• [Source extract]:
As of April 21, 2012, the tracer is simply copied from the heat flux at the surface on the atmospheric mesh (GRNHFX). A call to fire_emission has been added to module_fr_sfire_driver_wrf.F just after calculation of heat flux tendencies. This subroutine has been added to the fire atmospheric module and is preprocessed out of the source when WRF-Chem is not being compiled.

WRF-Chem contains a multitude of arrays representing concentrations of chemical species. The typical method of injecting data into the simulation involves generating emission input data files from standard sources. These sources are read into the code using auxiliary input streams and interpolated into the species arrays in the emissions module. For the coupling with SFire, turning off file input in the namelist seems to initialize the emission arrays to zero. This eliminates the need to generate useless emission files.

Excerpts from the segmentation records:
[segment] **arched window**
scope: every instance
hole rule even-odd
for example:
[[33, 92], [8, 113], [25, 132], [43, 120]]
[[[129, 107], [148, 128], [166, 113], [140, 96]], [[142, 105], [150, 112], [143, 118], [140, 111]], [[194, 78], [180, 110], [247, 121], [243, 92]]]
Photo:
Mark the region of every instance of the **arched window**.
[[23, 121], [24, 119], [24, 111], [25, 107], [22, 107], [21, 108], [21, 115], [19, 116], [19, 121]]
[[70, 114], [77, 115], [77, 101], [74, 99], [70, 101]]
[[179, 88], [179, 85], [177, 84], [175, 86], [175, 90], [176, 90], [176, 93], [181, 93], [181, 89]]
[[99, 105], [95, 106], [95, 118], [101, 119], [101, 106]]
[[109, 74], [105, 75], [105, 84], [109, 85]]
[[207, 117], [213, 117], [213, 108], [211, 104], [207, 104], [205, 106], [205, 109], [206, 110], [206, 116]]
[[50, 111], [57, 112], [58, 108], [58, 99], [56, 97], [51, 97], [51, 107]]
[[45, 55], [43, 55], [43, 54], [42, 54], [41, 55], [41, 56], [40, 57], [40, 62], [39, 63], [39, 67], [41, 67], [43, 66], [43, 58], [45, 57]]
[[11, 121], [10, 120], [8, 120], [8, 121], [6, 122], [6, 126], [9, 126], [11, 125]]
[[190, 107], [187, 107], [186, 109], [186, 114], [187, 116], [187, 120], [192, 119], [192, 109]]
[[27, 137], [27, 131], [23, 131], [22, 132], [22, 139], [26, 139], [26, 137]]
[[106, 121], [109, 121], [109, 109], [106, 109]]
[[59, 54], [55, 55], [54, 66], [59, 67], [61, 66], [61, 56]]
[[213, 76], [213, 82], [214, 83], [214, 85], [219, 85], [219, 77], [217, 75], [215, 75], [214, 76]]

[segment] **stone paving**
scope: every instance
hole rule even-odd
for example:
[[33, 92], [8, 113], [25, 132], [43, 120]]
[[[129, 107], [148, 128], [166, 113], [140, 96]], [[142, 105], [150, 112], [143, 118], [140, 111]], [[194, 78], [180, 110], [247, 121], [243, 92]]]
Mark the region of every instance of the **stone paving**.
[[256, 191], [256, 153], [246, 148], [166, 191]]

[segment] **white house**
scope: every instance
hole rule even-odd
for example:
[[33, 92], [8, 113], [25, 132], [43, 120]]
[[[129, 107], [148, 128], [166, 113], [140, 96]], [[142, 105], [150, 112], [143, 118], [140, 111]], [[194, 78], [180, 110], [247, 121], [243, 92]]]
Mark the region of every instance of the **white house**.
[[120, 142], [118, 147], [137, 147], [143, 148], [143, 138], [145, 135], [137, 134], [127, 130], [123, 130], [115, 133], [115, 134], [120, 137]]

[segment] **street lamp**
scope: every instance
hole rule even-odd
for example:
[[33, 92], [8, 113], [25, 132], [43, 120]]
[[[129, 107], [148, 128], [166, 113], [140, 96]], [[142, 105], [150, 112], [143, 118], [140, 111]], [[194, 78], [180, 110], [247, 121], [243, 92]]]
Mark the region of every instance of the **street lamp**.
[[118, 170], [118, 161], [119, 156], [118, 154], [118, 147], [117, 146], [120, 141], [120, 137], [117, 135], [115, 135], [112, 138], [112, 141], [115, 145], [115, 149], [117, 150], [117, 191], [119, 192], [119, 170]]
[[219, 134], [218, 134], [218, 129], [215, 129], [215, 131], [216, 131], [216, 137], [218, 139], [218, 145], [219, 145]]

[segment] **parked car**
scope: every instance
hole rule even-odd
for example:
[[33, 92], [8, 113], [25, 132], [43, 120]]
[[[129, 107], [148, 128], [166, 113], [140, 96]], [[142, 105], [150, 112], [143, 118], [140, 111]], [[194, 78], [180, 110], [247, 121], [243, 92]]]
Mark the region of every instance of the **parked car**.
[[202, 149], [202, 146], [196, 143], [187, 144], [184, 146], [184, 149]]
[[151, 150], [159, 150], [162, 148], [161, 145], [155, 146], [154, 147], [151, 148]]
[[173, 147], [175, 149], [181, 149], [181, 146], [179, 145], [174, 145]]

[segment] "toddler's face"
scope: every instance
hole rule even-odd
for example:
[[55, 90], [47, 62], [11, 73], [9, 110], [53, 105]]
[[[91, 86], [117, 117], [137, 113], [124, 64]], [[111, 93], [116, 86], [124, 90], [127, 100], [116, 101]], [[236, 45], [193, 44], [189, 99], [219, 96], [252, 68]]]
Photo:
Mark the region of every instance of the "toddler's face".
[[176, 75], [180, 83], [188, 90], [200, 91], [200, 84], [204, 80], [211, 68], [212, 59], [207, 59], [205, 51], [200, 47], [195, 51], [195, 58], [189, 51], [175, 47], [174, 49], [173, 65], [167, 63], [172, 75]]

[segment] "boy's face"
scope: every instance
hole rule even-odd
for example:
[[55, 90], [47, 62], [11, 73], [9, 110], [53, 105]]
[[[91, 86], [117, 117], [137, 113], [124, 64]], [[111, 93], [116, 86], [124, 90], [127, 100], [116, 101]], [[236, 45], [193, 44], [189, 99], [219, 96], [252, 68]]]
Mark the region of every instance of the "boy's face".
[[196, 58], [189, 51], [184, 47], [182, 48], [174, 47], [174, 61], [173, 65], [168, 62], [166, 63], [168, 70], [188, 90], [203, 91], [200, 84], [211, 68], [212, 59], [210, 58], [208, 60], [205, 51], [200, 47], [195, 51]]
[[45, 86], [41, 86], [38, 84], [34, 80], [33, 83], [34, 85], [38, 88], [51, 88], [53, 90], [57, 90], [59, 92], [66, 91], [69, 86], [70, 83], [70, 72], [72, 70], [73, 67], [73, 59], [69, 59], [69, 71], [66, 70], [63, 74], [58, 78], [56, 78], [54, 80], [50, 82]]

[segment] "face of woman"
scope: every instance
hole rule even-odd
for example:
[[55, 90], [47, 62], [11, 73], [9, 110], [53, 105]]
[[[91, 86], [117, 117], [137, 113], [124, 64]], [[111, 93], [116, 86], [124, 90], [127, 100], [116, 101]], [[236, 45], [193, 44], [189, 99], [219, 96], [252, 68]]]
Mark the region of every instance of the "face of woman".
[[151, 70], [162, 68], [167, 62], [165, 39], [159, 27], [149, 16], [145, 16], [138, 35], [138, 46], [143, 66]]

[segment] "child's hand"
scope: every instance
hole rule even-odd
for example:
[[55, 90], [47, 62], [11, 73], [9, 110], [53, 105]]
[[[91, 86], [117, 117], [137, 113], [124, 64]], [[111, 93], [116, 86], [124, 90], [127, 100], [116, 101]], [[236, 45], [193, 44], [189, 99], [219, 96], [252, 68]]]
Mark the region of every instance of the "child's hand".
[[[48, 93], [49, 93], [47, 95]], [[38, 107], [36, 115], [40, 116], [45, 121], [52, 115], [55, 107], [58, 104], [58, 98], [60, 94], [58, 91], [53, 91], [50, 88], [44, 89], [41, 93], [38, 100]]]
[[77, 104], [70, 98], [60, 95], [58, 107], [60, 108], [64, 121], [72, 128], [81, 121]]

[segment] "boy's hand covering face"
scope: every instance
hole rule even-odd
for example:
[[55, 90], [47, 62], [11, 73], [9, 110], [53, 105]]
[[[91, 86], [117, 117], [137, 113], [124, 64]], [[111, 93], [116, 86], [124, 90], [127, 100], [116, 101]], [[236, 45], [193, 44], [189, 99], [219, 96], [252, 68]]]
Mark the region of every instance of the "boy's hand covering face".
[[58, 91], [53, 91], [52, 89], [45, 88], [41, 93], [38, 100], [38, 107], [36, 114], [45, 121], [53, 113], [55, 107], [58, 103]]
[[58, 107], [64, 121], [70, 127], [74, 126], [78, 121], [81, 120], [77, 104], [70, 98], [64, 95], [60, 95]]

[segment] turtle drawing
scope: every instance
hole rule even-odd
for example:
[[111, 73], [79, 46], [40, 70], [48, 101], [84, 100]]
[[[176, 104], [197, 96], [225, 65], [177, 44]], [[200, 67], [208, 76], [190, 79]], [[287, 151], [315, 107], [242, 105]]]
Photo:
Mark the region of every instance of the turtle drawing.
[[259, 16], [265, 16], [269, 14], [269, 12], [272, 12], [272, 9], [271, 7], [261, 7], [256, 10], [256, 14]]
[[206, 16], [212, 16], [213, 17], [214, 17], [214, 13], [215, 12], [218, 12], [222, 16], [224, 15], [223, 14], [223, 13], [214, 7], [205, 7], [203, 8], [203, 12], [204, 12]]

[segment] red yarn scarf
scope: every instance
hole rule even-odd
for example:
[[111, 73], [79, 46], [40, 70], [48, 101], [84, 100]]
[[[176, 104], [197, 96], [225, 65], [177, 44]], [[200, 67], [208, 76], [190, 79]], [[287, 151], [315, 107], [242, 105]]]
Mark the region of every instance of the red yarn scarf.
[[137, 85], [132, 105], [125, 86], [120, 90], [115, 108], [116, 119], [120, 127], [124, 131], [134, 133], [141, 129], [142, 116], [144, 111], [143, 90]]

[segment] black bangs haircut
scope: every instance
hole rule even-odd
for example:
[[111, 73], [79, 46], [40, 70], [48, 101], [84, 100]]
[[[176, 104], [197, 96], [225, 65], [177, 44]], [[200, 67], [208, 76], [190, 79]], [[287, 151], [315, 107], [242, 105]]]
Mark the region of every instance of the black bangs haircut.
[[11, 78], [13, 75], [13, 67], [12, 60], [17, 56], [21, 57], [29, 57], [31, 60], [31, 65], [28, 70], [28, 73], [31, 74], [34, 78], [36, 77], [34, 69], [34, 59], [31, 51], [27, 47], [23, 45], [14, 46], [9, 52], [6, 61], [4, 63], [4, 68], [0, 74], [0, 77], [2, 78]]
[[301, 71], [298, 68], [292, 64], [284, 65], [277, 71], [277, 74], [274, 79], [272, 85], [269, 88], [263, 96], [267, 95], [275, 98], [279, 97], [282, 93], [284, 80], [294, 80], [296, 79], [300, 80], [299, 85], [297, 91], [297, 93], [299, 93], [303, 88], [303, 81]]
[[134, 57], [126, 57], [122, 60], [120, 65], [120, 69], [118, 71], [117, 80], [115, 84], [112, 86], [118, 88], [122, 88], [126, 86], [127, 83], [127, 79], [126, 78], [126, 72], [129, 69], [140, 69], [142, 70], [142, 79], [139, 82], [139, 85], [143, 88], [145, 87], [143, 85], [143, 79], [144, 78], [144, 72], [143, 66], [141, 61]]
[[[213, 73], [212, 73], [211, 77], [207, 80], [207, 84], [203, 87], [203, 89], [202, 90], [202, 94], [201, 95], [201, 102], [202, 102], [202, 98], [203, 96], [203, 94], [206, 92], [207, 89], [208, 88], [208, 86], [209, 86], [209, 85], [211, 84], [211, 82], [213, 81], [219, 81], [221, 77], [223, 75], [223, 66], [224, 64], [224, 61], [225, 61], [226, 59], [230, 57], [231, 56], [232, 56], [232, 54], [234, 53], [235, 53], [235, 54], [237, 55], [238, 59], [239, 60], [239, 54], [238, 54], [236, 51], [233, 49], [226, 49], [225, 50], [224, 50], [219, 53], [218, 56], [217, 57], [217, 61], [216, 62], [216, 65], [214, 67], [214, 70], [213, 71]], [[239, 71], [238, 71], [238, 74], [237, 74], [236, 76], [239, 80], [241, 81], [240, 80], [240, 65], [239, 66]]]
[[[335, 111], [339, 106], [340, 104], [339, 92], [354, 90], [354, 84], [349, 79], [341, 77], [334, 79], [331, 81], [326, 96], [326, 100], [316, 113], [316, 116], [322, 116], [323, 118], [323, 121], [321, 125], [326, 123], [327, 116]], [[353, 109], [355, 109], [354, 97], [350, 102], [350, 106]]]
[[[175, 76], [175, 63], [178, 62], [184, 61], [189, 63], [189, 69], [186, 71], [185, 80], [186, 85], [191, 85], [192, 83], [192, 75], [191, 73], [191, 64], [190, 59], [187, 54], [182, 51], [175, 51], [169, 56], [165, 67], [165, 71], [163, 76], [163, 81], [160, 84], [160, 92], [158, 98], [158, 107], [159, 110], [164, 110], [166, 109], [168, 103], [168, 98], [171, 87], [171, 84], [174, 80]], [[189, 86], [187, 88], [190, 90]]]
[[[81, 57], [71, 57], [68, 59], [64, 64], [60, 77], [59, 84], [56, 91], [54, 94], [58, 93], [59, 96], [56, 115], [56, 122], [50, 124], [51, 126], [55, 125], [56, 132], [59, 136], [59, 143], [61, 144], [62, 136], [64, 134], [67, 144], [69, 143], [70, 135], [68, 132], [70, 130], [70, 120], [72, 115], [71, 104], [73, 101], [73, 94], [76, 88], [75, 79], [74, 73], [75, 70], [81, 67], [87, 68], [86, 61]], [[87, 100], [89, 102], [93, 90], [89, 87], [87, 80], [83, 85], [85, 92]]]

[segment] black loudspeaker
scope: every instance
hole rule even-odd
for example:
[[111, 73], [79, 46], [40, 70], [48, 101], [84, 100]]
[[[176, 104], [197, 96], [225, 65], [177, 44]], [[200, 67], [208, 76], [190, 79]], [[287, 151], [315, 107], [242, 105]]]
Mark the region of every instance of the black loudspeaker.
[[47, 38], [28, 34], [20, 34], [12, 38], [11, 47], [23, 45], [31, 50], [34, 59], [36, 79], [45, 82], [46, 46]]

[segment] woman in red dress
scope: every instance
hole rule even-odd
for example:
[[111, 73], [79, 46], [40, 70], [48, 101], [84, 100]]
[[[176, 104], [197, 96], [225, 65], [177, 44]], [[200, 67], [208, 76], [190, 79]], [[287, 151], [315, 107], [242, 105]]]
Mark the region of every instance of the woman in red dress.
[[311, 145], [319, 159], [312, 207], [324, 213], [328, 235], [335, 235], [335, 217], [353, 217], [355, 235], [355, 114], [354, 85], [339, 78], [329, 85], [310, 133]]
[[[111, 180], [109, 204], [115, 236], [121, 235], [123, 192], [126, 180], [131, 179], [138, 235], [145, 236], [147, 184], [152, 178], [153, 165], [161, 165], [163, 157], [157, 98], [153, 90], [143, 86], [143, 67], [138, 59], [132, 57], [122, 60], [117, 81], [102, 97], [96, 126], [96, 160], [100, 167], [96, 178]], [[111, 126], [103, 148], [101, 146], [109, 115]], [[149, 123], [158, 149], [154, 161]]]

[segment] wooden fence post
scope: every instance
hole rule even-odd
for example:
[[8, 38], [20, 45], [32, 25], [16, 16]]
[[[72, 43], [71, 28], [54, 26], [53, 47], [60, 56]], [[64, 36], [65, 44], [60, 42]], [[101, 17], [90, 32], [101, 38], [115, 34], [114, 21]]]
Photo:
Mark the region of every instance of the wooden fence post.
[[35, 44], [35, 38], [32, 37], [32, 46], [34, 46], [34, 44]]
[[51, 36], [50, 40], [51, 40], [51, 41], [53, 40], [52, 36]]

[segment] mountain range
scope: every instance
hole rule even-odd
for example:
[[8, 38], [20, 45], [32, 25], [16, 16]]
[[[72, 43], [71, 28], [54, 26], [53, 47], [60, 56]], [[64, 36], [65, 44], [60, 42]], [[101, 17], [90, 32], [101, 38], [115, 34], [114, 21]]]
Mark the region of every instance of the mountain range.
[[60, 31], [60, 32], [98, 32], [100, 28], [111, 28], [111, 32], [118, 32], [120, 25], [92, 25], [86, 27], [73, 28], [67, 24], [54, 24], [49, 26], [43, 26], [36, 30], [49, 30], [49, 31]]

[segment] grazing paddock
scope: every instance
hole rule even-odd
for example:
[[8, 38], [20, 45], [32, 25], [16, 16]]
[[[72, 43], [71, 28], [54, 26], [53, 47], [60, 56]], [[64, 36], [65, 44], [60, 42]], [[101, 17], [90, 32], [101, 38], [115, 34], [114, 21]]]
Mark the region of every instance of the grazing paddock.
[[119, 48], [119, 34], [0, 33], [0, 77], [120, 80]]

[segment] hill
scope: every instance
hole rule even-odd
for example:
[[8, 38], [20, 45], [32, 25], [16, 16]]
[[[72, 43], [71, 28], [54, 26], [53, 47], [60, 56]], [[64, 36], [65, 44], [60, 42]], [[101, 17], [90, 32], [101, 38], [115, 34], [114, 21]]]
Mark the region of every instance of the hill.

• [What to work on]:
a – Can you rewrite the paragraph of the SFire coupling text that begins "WRF-Chem contains a multitude" as a short bulleted list that keeps its main facts?
b – Could you copy the part of the SFire coupling text that begins at the words "As of April" and ends after the words "useless emission files."?

• [Per-task answers]:
a –
- WRF-Chem holds many arrays for concentrations of chemical species.
- Data is usually injected through emission input files generated from standard sources.
- These files are read in through auxiliary input streams and interpolated into the species arrays in the emissions module.
- When coupling with SFire, turning off file input in the namelist appears to initialize the emission arrays to zero, so no useless emission files need to be generated.

b –
As of April 21, 2012, the tracer is simply copied from the heat flux at the surface on the atmospheric mesh (GRNHFX). A call to fire_emission has been added to module_fr_sfire_driver_wrf.F just after calculation of heat flux tendencies. This subroutine has been added to the fire atmospheric module and is preprocessed out of the source when WRF-Chem is not being compiled.

WRF-Chem contains a multitude of arrays representing concentrations of chemical species. The typical method of injecting data into the simulation involves generating emission input data files from standard sources. These sources are read into the code using auxiliary input streams and interpolated into the species arrays in the emissions module. For the coupling with SFire, turning off file input in the namelist seems to initialize the emission arrays to zero. This eliminates the need to generate useless emission files.